- What is asked
How would the write-up on GitLab purging old artifacts continue? Write the next part, starting right after its final sentence.

- Text block

------------------------

GitLab indiscriminately purges old artifacts from self-hosted instances
TL;DR
The migration added in !47723 (merged), which was written to satisfy a gitlab.com
requirement1, will eventually cause silent, unrecoverable data loss for all self-hosted instances.
Problems
-
The migration
backfill_artifact_expiry_date.rb
, added in !47723 (merged) retroactively sets an expiration date on all "old" artifacts which do not have an expiration date. This includes artifacts for tagged builds which many workflows deem to be precious.This was never mentioned on the GitLab 13.8 release blogpost!
-
The only reason that most users have not yet seen this problem is because the service which actually destroys expired artifacts is broken and doesn't work when it encounters large "slugs" of artifacts all of which have the same expiration date: #330378
DestroyAllExpiredService
callseach_batch
in an unsafe mannerOnce #330378 (closed) is fixed, self-hosted admins will start getting complaints from their users that their old artifacts are inexplicably deleted.

------------------------

- Listed entries
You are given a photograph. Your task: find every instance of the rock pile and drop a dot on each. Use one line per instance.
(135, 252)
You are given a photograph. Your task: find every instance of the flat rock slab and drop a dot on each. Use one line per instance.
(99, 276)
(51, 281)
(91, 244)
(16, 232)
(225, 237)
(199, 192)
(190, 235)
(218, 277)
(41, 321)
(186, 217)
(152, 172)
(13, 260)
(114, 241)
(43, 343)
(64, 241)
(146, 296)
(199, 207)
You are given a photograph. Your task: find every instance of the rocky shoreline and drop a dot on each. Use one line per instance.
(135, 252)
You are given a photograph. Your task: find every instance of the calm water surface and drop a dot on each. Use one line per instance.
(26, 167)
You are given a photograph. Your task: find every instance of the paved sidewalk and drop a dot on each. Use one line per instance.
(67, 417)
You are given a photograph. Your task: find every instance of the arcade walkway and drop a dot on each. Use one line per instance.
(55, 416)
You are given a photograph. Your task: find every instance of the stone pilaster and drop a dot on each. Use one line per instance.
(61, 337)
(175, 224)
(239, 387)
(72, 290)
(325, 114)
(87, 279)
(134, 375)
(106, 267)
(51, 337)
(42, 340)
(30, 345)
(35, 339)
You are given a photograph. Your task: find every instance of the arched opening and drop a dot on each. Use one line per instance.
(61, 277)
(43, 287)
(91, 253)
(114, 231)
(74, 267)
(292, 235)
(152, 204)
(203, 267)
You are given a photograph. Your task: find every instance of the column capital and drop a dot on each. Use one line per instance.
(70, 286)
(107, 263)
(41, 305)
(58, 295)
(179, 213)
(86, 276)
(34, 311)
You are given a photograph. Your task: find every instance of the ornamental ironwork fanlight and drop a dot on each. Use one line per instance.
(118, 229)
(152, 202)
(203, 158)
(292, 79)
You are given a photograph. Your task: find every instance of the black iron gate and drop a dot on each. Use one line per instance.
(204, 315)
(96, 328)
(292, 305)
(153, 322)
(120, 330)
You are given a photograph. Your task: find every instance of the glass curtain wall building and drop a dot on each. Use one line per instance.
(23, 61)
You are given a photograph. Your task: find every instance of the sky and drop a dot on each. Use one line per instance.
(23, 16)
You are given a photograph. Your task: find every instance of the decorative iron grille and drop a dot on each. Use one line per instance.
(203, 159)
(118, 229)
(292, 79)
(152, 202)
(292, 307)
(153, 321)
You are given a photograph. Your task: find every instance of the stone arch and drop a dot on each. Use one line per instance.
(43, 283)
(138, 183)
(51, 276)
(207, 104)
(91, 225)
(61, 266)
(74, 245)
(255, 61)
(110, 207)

------------------------

- Result
💥 -
The migration does not filter on
file_type
; it even deletes job logs, which are normally excluded from artifact expiration.Adding to the frustration, because deleted artifacts get their rows deleted from the database, without database backups there is no way to determine which files or rows have been removed.
-
The migration wasn't even implemented correctly and had to be backed-out and re-scheduled:
- @stanhu pointed out that it was failing when it was pushed to production !47723 (diffs, comment 486021780)
- !51821 (merged), !51822 (merged), !55093 (merged)
-
While this migration set
ci_job_artifacts.expire_at
, it did not setci_builds.artifacts_expire_at
(which is terribly redundant).The result is that this code:
- Does not tell you that the artifacts will expire if the current time is before the artifactopocalypse
- Does not let you Keep artifacts
- Does not tell you when artifacts were removed if the current time is after artifactopocalypse (whether or not
DestroyAllExpiredService
actually was able to remove them)
(Added based on this comment and gitlab 13.9.5)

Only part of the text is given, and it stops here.